- [Task inputs]
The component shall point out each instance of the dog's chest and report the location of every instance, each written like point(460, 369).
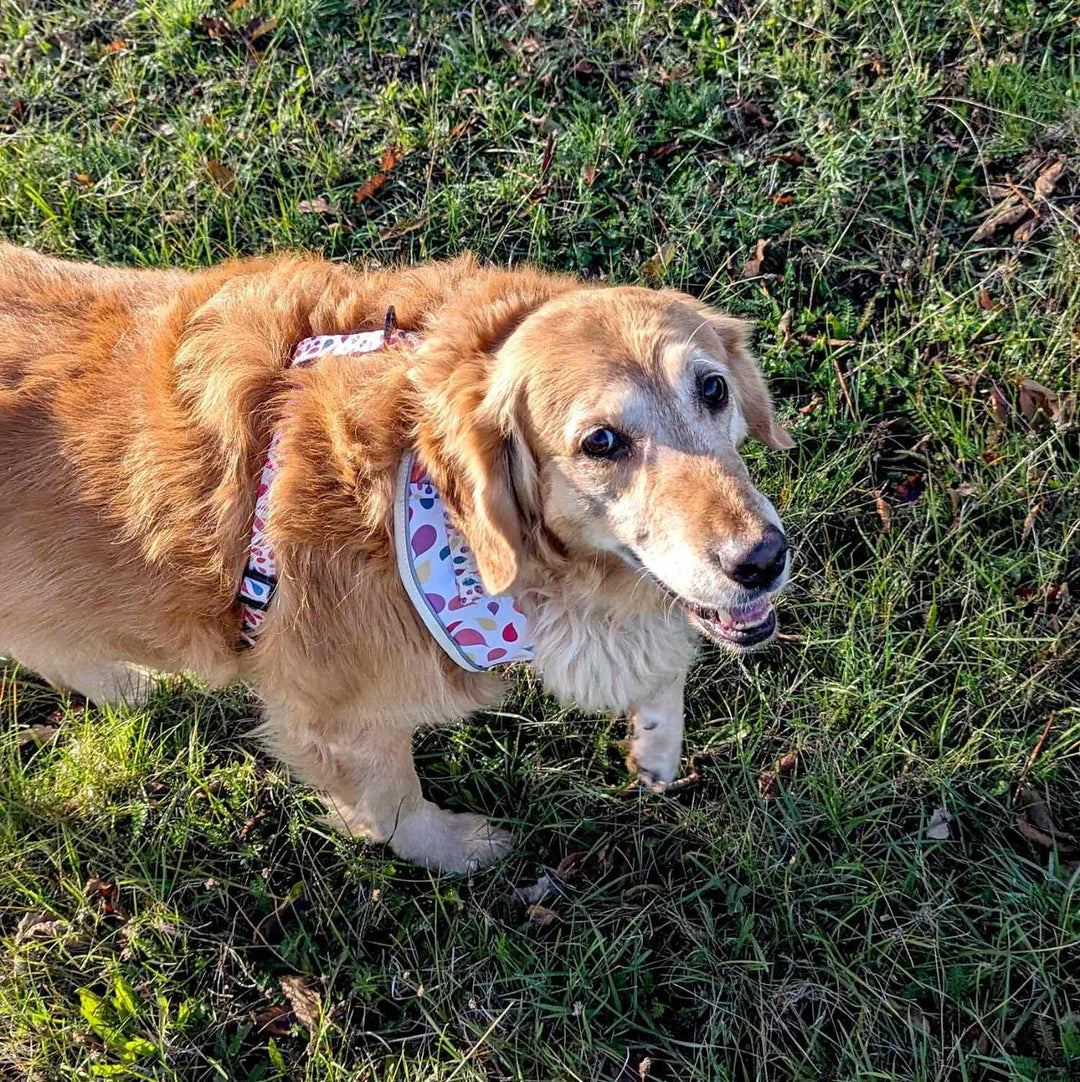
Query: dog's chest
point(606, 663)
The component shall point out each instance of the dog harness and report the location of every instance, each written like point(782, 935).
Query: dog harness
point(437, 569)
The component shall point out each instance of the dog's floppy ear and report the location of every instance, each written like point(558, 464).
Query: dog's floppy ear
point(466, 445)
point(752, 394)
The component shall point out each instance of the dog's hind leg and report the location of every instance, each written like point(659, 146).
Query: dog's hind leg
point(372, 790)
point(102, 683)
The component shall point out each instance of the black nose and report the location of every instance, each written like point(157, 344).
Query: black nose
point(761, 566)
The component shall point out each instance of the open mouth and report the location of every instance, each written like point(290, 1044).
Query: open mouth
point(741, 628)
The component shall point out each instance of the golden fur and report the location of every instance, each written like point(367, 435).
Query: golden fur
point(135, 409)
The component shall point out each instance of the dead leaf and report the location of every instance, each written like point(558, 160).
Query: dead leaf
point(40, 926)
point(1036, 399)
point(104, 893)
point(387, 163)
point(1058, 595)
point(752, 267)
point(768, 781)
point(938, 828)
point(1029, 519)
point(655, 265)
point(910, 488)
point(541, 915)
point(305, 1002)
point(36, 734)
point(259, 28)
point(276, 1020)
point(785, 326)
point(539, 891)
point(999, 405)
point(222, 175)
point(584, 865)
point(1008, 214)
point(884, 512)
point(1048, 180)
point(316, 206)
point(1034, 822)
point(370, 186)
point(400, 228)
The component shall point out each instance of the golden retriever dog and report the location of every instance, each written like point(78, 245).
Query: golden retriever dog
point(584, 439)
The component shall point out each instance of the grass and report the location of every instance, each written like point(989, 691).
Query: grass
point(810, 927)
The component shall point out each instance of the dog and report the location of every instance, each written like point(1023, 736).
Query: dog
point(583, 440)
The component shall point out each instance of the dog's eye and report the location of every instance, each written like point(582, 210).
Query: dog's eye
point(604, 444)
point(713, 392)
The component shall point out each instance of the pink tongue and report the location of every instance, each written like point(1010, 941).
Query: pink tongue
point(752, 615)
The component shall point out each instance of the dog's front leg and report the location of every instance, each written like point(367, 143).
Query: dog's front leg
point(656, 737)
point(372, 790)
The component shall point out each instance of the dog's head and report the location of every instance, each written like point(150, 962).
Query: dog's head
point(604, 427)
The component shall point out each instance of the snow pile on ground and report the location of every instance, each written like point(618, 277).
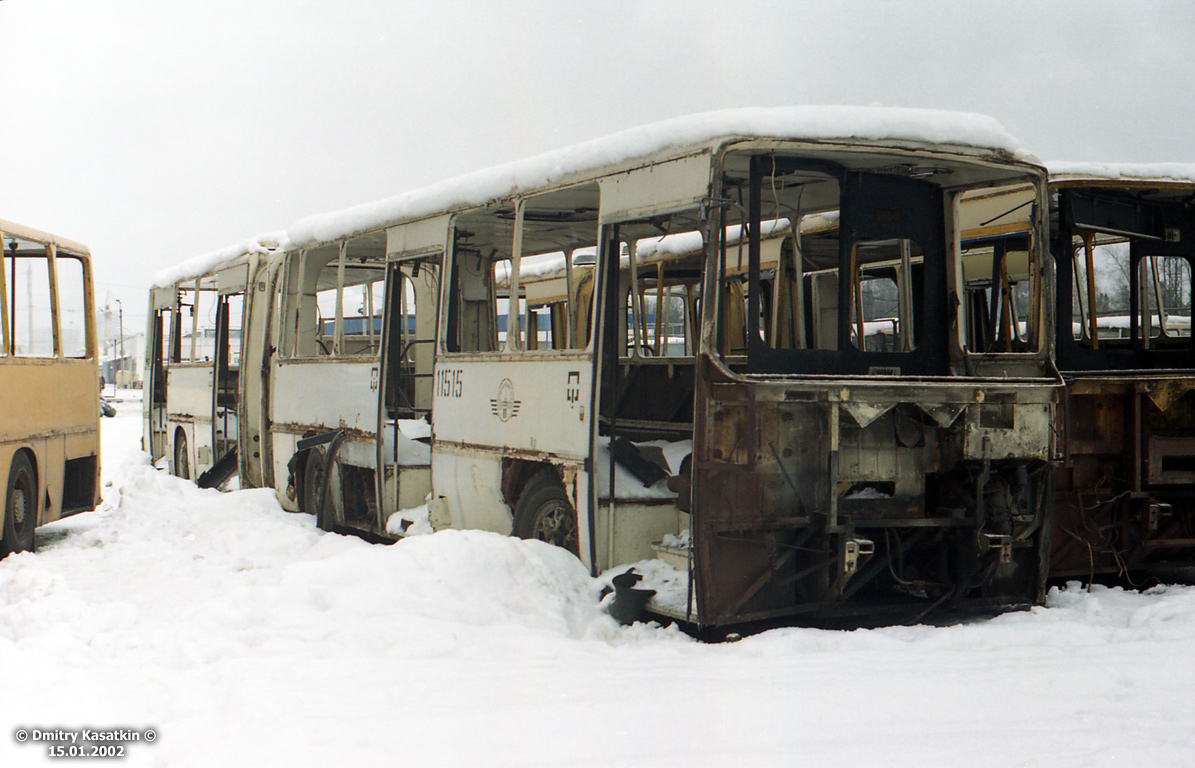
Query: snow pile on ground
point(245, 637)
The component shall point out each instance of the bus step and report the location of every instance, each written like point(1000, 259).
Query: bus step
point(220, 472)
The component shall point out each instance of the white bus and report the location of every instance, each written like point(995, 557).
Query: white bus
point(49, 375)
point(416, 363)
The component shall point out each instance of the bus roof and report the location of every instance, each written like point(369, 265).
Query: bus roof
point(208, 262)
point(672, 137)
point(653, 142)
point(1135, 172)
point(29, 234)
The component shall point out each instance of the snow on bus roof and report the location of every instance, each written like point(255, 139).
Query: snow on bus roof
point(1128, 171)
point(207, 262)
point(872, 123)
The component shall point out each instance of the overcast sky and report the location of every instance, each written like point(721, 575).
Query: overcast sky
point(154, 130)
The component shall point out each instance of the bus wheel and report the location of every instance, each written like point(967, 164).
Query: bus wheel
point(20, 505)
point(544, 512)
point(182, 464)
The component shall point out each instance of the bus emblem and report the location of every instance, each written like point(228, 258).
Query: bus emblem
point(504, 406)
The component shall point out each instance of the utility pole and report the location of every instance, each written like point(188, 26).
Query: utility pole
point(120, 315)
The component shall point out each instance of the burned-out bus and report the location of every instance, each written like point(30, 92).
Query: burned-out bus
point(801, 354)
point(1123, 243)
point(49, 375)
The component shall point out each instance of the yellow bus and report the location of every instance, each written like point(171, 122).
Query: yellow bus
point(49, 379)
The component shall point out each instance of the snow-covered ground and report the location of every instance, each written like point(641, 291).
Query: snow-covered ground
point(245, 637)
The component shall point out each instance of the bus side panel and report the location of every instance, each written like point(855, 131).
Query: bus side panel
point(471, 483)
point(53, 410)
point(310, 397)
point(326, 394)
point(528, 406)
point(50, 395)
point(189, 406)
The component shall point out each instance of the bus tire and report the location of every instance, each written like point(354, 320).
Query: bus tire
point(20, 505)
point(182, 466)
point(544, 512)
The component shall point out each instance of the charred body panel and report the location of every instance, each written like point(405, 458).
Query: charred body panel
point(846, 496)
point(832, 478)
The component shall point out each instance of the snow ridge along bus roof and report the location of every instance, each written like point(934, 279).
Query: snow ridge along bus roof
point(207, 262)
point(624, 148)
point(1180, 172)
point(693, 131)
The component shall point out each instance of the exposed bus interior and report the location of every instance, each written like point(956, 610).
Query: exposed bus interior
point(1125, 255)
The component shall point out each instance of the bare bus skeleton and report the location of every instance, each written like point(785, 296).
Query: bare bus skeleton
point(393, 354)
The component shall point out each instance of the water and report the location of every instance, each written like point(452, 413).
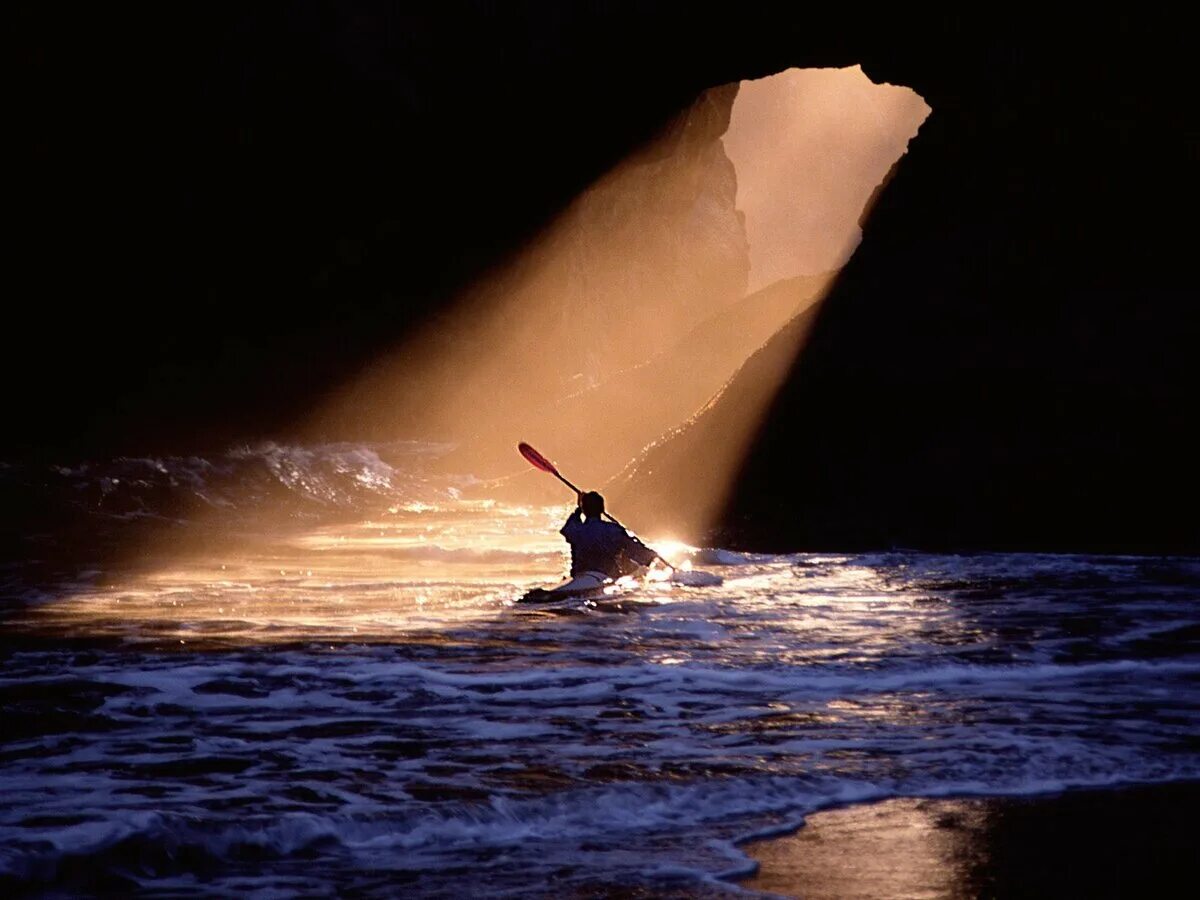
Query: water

- [What you have to do]
Reproduce the lines above, exactly and exclusively, from the line containing "Query: bare bus skeleton" down to the last line, both included; pictures are not part of the copy.

- [Response area]
Query: bare bus skeleton
point(393, 354)
The component shall point out each instance of the water and report the location of every instance, each written like point(452, 413).
Query: water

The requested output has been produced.